The task
Copy the material below line for line, changing nothing.

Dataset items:
==========

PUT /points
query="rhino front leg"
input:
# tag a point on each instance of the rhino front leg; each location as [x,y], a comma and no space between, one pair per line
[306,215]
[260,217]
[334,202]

==========

In response
PUT /points
query="rhino front leg"
input:
# tag a point on each instance of the rhino front leg; each location as [x,y], a comma and no space between, one pair per line
[306,215]
[260,217]
[334,202]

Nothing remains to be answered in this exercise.